* **Exercise directions**
Select and copy every line in the entries below that contains the word "strap", matching case exactly.

## Start

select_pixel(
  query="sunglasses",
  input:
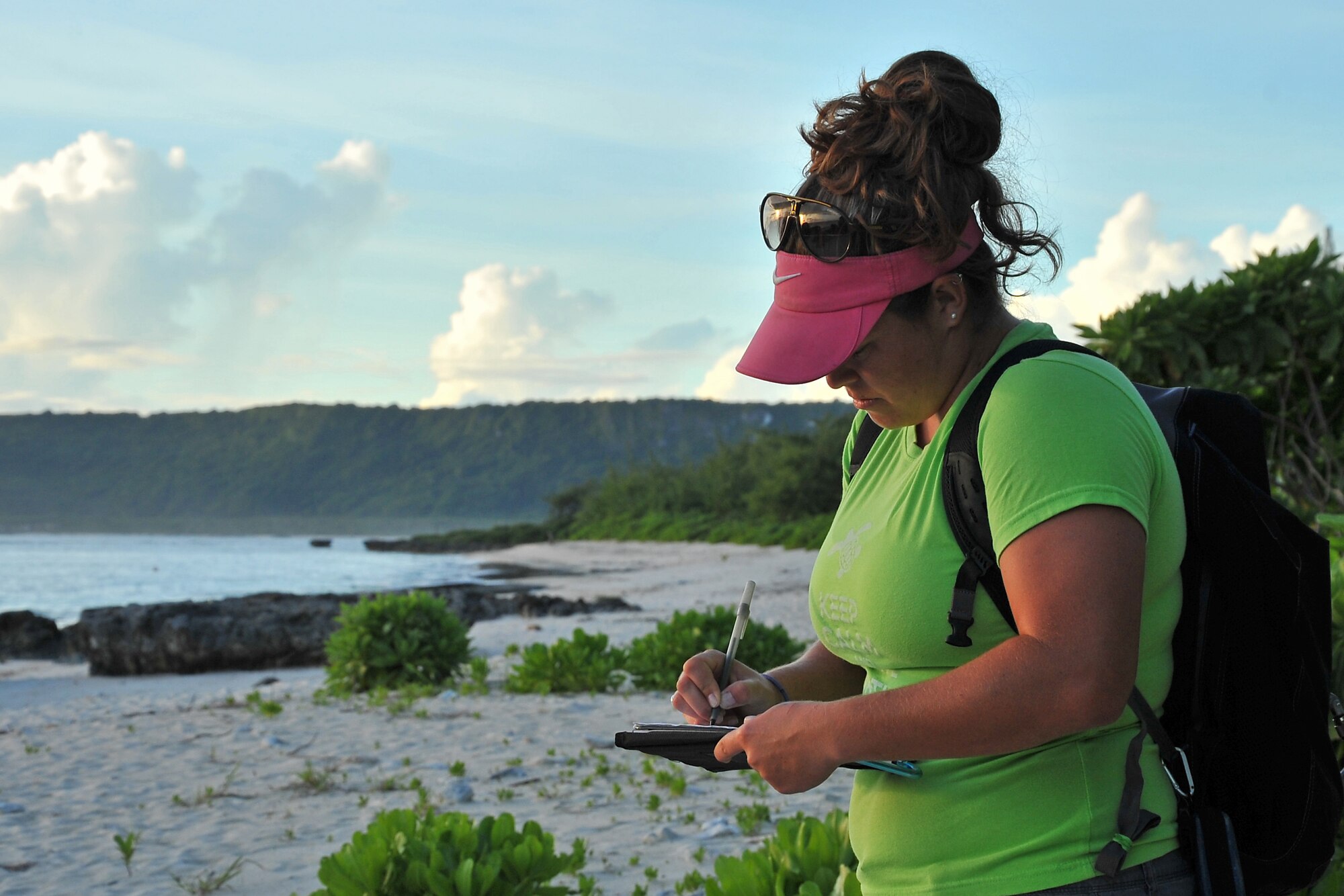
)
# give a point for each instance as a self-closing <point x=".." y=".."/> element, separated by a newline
<point x="826" y="232"/>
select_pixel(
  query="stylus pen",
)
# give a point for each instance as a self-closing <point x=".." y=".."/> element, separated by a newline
<point x="904" y="769"/>
<point x="739" y="628"/>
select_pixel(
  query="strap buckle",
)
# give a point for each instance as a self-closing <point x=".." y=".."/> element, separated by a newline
<point x="1190" y="778"/>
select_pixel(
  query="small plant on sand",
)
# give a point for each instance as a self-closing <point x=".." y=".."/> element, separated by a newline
<point x="804" y="856"/>
<point x="409" y="852"/>
<point x="657" y="659"/>
<point x="209" y="882"/>
<point x="568" y="667"/>
<point x="394" y="641"/>
<point x="127" y="846"/>
<point x="209" y="795"/>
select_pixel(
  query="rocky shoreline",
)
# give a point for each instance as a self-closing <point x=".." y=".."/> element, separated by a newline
<point x="269" y="631"/>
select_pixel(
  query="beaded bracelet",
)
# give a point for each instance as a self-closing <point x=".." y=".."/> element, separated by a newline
<point x="778" y="686"/>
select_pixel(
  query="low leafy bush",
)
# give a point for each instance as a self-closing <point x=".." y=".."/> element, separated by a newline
<point x="657" y="659"/>
<point x="393" y="641"/>
<point x="407" y="854"/>
<point x="568" y="667"/>
<point x="806" y="858"/>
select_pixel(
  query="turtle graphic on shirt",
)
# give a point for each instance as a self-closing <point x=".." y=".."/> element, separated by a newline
<point x="849" y="550"/>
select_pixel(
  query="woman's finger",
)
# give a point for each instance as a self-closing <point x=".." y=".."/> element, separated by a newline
<point x="729" y="746"/>
<point x="698" y="684"/>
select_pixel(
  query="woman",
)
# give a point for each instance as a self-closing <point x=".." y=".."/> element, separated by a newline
<point x="894" y="296"/>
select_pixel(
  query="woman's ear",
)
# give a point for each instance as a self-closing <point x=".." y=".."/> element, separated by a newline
<point x="950" y="299"/>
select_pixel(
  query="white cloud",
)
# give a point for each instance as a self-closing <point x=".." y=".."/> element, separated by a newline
<point x="1237" y="247"/>
<point x="724" y="384"/>
<point x="1132" y="257"/>
<point x="506" y="343"/>
<point x="103" y="252"/>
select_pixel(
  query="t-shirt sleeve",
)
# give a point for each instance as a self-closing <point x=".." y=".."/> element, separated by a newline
<point x="1060" y="433"/>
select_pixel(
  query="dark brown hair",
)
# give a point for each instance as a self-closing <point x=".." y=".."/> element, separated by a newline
<point x="908" y="154"/>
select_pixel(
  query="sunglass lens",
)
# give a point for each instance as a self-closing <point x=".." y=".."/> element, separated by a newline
<point x="826" y="232"/>
<point x="775" y="216"/>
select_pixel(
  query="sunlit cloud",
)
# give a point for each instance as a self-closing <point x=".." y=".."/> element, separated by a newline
<point x="1134" y="257"/>
<point x="104" y="252"/>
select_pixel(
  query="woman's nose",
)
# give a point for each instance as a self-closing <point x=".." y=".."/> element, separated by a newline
<point x="841" y="377"/>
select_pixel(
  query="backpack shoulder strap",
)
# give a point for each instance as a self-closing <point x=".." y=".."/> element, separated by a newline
<point x="964" y="498"/>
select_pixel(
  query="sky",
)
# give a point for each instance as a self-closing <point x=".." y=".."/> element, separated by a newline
<point x="431" y="205"/>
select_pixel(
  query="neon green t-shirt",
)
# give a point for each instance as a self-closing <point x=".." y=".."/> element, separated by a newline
<point x="1060" y="432"/>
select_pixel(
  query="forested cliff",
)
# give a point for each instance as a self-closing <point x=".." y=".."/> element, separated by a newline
<point x="347" y="461"/>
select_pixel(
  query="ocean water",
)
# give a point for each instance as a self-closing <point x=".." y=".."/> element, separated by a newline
<point x="60" y="576"/>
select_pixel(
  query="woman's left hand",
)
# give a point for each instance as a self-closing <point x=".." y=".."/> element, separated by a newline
<point x="783" y="746"/>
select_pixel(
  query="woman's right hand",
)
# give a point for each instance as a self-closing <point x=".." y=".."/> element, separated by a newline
<point x="749" y="694"/>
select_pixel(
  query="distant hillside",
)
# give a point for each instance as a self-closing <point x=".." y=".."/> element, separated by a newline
<point x="300" y="461"/>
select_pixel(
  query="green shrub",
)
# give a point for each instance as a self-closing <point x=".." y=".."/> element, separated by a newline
<point x="657" y="659"/>
<point x="393" y="641"/>
<point x="806" y="858"/>
<point x="568" y="667"/>
<point x="404" y="854"/>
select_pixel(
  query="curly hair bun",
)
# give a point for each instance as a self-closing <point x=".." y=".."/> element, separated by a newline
<point x="960" y="115"/>
<point x="908" y="151"/>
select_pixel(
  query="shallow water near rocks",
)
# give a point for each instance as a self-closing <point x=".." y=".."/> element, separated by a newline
<point x="60" y="576"/>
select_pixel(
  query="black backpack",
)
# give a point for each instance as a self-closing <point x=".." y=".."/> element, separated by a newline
<point x="1243" y="734"/>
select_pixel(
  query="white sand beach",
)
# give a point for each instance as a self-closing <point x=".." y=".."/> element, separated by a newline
<point x="208" y="784"/>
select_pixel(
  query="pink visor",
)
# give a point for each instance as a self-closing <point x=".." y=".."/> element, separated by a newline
<point x="825" y="310"/>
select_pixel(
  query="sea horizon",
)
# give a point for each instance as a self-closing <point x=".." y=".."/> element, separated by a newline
<point x="60" y="574"/>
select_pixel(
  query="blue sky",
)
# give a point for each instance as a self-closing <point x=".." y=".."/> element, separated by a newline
<point x="218" y="206"/>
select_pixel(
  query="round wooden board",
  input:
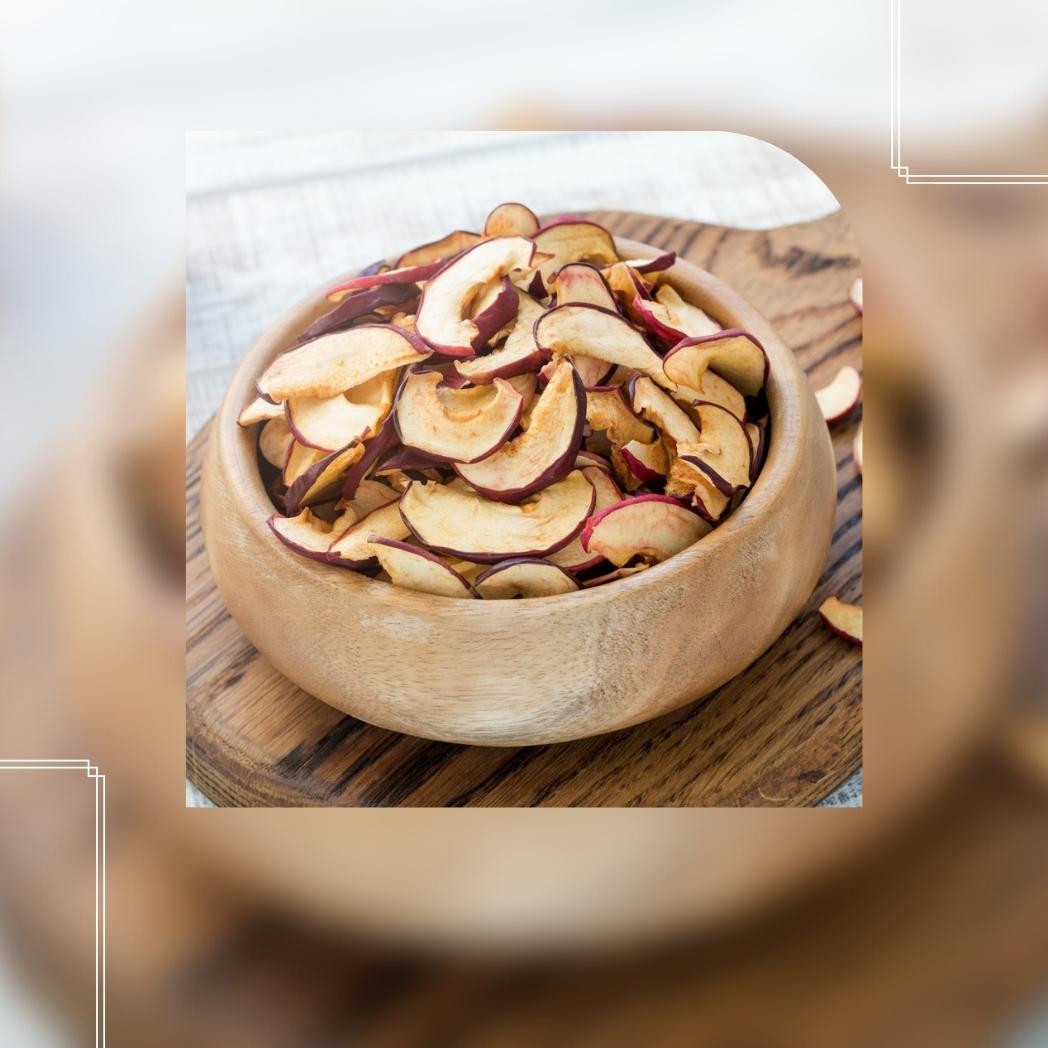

## End

* **The answer**
  query="strap buckle",
  query="backpack shoulder strap",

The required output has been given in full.